Reproduce word for word the lines in the rows from the one containing "of the woman" up to and including the one containing "Query: woman in gray t-shirt".

• **Data for processing**
▶

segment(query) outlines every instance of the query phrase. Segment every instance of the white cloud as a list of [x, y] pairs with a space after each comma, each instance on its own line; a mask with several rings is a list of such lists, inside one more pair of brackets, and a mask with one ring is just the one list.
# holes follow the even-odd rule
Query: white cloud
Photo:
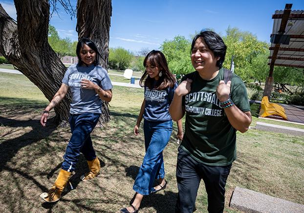
[[217, 12], [213, 11], [212, 10], [205, 10], [205, 12], [209, 13], [211, 13], [212, 14], [217, 14], [218, 13]]
[[17, 20], [17, 15], [16, 12], [15, 4], [13, 2], [3, 2], [1, 3], [2, 7], [6, 11], [6, 13], [15, 20]]
[[137, 37], [137, 38], [147, 38], [147, 36], [144, 36], [144, 35], [142, 35], [140, 34], [135, 34], [134, 36], [135, 36], [135, 37]]
[[119, 39], [120, 40], [124, 41], [125, 42], [136, 42], [137, 43], [147, 43], [148, 44], [153, 44], [153, 45], [160, 45], [159, 43], [152, 43], [152, 42], [145, 42], [144, 41], [141, 41], [141, 40], [138, 41], [138, 40], [135, 40], [134, 39], [124, 39], [124, 38], [119, 38], [119, 37], [115, 37], [115, 38], [112, 38], [115, 39]]

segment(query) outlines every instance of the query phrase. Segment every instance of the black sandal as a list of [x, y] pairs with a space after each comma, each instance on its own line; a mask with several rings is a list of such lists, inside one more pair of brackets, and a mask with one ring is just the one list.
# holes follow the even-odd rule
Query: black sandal
[[138, 209], [136, 210], [134, 207], [134, 206], [133, 206], [132, 204], [130, 204], [130, 206], [131, 206], [132, 208], [133, 208], [133, 209], [134, 210], [133, 212], [130, 212], [129, 211], [128, 211], [126, 208], [124, 208], [120, 210], [120, 212], [121, 213], [137, 213], [138, 212]]
[[164, 190], [165, 189], [166, 189], [166, 187], [167, 186], [167, 181], [165, 180], [165, 184], [164, 184], [164, 186], [162, 186], [160, 184], [159, 184], [159, 185], [158, 185], [157, 186], [156, 186], [155, 187], [157, 187], [158, 186], [160, 186], [160, 189], [159, 189], [159, 190], [155, 190], [155, 189], [154, 189], [154, 191], [153, 191], [153, 192], [151, 192], [151, 193], [156, 193], [157, 192], [159, 192], [161, 190]]

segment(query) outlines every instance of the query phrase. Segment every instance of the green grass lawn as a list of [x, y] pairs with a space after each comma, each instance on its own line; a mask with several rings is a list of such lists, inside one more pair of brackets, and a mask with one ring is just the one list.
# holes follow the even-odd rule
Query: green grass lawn
[[15, 69], [13, 64], [0, 64], [0, 68], [1, 69]]
[[[59, 202], [46, 205], [39, 195], [56, 178], [70, 130], [50, 124], [41, 127], [41, 113], [48, 103], [43, 95], [23, 75], [0, 72], [0, 211], [112, 213], [127, 206], [145, 154], [142, 126], [139, 136], [132, 133], [143, 93], [139, 88], [114, 86], [111, 120], [91, 134], [101, 174], [91, 181], [80, 182], [79, 177], [87, 171], [81, 155], [70, 179], [76, 189], [65, 192]], [[253, 125], [266, 122], [255, 117], [259, 106], [253, 105]], [[163, 153], [167, 188], [145, 197], [141, 212], [174, 212], [178, 192], [176, 134], [174, 125]], [[228, 206], [237, 186], [304, 204], [304, 137], [249, 129], [237, 133], [237, 144], [238, 158], [227, 180], [225, 212], [239, 212]], [[202, 182], [196, 212], [207, 212], [206, 198]]]

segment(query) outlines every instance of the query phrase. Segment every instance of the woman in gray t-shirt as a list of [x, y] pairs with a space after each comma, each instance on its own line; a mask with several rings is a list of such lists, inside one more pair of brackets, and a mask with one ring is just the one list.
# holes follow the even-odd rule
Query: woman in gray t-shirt
[[61, 198], [71, 172], [75, 170], [78, 156], [82, 152], [87, 161], [90, 171], [81, 177], [86, 181], [99, 174], [100, 163], [96, 157], [90, 134], [100, 114], [102, 100], [109, 102], [112, 99], [112, 84], [107, 71], [98, 65], [98, 52], [95, 43], [83, 38], [76, 48], [78, 63], [68, 67], [60, 88], [43, 111], [40, 123], [45, 126], [49, 111], [65, 97], [68, 88], [72, 93], [69, 122], [71, 139], [64, 156], [64, 161], [53, 186], [40, 197], [52, 203]]

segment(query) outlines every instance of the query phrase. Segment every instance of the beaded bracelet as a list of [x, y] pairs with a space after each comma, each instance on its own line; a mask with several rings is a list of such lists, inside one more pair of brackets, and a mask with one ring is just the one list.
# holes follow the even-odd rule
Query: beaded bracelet
[[233, 103], [233, 102], [232, 102], [232, 100], [230, 98], [229, 98], [226, 101], [224, 101], [223, 102], [219, 102], [219, 106], [223, 108], [228, 108], [233, 105], [234, 105], [234, 104]]

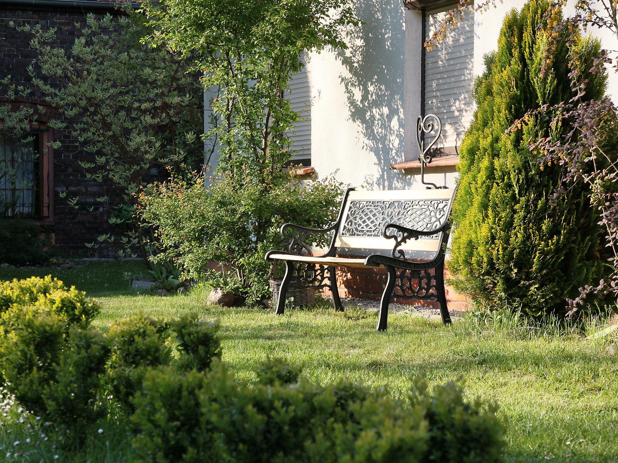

◀

• **Response for this exercise**
segment(query) outlines every instance of the query phrase. Segment every instance of the woman in gray t-shirt as a list of [x, y] pairs with a space after each comma, each instance on its own line; a mask with several rings is a list of such lists, inside one more pair of brackets, and a mask with one ring is just the one list.
# holes follow the even-odd rule
Query: woman in gray t-shirt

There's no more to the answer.